Aim:
Format every line of the entries below as a JSON list of strings, one string per line, with blank lines skipped. Leave the pictures out of the list.

Dataset extract:

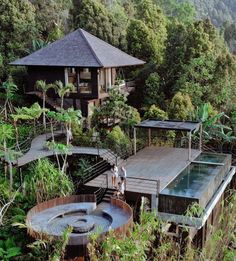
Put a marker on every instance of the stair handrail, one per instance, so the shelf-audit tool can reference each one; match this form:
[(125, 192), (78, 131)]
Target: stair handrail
[(156, 181), (100, 192), (93, 171)]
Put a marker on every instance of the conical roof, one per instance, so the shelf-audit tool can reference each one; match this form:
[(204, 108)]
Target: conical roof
[(79, 49)]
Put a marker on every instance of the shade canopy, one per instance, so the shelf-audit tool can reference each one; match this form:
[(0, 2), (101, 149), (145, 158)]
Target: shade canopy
[(169, 125), (79, 49)]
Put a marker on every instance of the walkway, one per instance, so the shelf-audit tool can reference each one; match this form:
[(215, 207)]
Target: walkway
[(38, 150), (149, 167)]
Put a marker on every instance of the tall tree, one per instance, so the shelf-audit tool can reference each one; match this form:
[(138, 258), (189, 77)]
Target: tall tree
[(95, 17), (18, 28), (153, 17), (52, 15)]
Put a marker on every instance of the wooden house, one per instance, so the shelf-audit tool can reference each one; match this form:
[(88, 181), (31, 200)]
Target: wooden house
[(79, 58)]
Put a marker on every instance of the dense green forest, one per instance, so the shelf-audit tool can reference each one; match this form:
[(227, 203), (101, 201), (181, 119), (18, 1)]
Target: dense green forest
[(190, 74)]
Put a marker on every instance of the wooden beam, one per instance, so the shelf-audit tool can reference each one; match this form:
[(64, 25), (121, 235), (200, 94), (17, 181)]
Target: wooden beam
[(189, 146), (200, 138), (149, 137)]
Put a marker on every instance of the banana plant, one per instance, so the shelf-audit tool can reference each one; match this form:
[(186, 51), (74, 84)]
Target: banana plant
[(8, 249), (43, 87), (10, 90), (213, 128), (62, 90)]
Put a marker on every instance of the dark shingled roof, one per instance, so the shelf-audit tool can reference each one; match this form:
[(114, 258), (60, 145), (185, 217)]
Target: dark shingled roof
[(79, 49)]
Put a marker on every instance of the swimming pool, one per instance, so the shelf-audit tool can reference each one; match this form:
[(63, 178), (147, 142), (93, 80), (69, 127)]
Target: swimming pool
[(196, 183)]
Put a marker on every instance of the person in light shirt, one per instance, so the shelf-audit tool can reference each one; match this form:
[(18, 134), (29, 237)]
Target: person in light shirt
[(114, 176), (123, 175)]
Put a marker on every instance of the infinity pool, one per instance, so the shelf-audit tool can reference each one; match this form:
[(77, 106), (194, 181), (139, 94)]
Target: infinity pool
[(196, 183)]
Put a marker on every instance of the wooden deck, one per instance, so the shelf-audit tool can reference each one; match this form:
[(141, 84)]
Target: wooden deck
[(148, 166)]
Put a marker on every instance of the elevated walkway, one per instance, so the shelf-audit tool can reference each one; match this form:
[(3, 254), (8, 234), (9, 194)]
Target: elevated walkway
[(38, 150), (150, 170)]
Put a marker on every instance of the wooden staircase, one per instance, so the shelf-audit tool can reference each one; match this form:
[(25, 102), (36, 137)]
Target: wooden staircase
[(107, 196)]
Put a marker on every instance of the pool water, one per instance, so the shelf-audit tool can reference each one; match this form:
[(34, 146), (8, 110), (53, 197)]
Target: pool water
[(192, 181), (211, 157)]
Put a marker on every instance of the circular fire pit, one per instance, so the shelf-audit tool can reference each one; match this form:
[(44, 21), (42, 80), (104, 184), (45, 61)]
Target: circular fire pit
[(82, 225), (52, 218)]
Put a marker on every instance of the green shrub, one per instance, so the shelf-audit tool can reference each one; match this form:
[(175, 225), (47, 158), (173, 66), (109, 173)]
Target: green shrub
[(45, 182), (156, 113), (119, 142), (181, 107)]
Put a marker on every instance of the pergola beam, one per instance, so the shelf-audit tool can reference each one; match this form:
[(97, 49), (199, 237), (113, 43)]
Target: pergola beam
[(135, 141), (189, 146)]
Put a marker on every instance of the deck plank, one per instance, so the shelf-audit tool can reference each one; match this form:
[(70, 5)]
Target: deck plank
[(154, 163)]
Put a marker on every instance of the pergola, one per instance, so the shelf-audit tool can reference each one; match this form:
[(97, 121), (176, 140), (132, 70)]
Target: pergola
[(176, 125)]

Solution to the problem:
[
  "Put a marker on every instance of the stair handrail, one per instance, so the shelf-audit tool can reference each one; match this form:",
  "[(125, 192), (78, 131)]",
  "Target: stair handrail",
  "[(156, 181), (100, 192), (93, 171)]",
  "Put a marker on every instance of the conical roof, one per instance, so the shelf-audit tool can reference each one; match this form:",
  "[(204, 108)]",
  "Target: conical roof",
  "[(79, 49)]",
  "Put a marker on every instance of the shade canopy, one per instance, so the shelf-audit tool can reference each one; match this form:",
  "[(0, 2), (101, 149), (145, 158)]",
  "Target: shade canopy",
  "[(169, 125), (79, 49)]",
  "Put a marker on every instance of the walkway, one per instance, so the shelf-audit tool can reference each one; match this form:",
  "[(215, 207)]",
  "Target: walkway",
  "[(38, 150), (149, 167)]",
  "Put a marker on every instance of the tall tree, one per instance, so the shelf-audit tool can reference each one; match this form:",
  "[(138, 258), (189, 77)]",
  "Target: tall tree",
  "[(95, 17), (18, 28), (153, 17), (52, 15)]",
  "Put a marker on every instance of the wooden house, one per instance, so the shelf-audit tool can reference each one; match this form:",
  "[(88, 181), (31, 200)]",
  "Target: wooden house",
  "[(79, 58)]",
  "Put a marker on every instance of the dense green forest, one per instance, so the shelf-audit tool can reference each one; match this form:",
  "[(227, 203), (101, 201), (181, 119), (18, 1)]",
  "Target: dense green forest",
  "[(190, 74)]",
  "Put a marker on every instance of the wooden beam, one per instance, so the shelf-audit tool can reference each one; match this form:",
  "[(64, 25), (121, 235), (200, 94), (17, 181)]",
  "Target: wooden beam",
  "[(189, 146), (200, 138), (149, 137)]",
  "Put a marker on every instance of the banana plant, one per instance, so the shelf-audit tool can reference each one; match this form:",
  "[(186, 51), (74, 84)]",
  "Target: banana plant",
  "[(8, 249), (43, 87), (10, 90), (213, 128), (62, 90)]",
  "Put a marker on every instance of the dark shingled roof, one per instance, so the shelf-audit tool can reference each one; match this form:",
  "[(114, 258), (60, 145), (185, 217)]",
  "Target: dark shingled roof",
  "[(79, 49)]",
  "Put a marker on every instance of the swimming pool, one per instance, so the shelf-audit tool can reference each one; match this form:",
  "[(63, 178), (147, 142), (93, 80), (69, 127)]",
  "Target: swimming pool",
  "[(196, 183)]",
  "Put a marker on every instance of the person in light shirt, one per instance, so the shelf-audit tool can reference each one; match this form:",
  "[(18, 134), (29, 237)]",
  "Target: person in light shirt",
  "[(114, 176), (123, 175)]",
  "Put a marker on every instance of the infinity pool, one per instance, so the shelf-audit tool can reference each one; match this form:",
  "[(77, 106), (194, 181), (139, 94)]",
  "Target: infinity pool",
  "[(196, 183)]",
  "Put a marker on every instance of the wooden deck, one per instance, so the shelf-audit tool can reference each one; match this form:",
  "[(141, 84)]",
  "Target: wooden deck",
  "[(148, 166)]",
  "Put a marker on every instance of the elevated walkway, one per instance, so the shelf-audit tool can reference each one; match this form:",
  "[(3, 254), (8, 234), (9, 194)]",
  "Target: elevated walkway",
  "[(38, 150), (150, 170)]",
  "Put a marker on every instance of the wooden staircase, one per instance, so the shelf-audit tool can reference each one; match this form:",
  "[(25, 102), (36, 137)]",
  "Target: wooden staircase",
  "[(107, 196)]",
  "Put a marker on every instance of the pool water, one per instance, so the shelf-audit tool can reference each one; match this form:",
  "[(34, 146), (8, 110), (53, 197)]",
  "Target: pool water",
  "[(192, 181), (211, 157)]",
  "Put a marker on every instance of the circular fire pit, one per instance, so the shelf-audit tool can reference each one; match this form:",
  "[(44, 21), (42, 80), (104, 184), (45, 61)]",
  "Target: circular fire pit",
  "[(82, 225), (52, 218)]",
  "Put a marker on every instance of the green shrub, one per instance, so the shelf-audit tool can reference each one; match this form:",
  "[(175, 225), (47, 158), (173, 66), (109, 173)]",
  "Target: green shrub",
  "[(45, 182), (156, 113), (119, 142), (181, 107)]",
  "Put a marker on every instance of the pergola beam, one per instance, so the shelf-audit tool can reference each one; match this form:",
  "[(97, 49), (199, 237), (113, 43)]",
  "Target: pergola beam",
  "[(135, 141), (189, 146)]",
  "Put a marker on every instance of the deck plank, one per instance, so the shelf-audit tool can reference each one; match this form:",
  "[(70, 5)]",
  "Target: deck plank",
  "[(154, 163)]",
  "Put a marker on every instance of the pergola, one per instance, so the shelf-audit tool can reference each one; match this form:",
  "[(97, 121), (176, 140), (132, 70)]",
  "Target: pergola",
  "[(176, 125)]"
]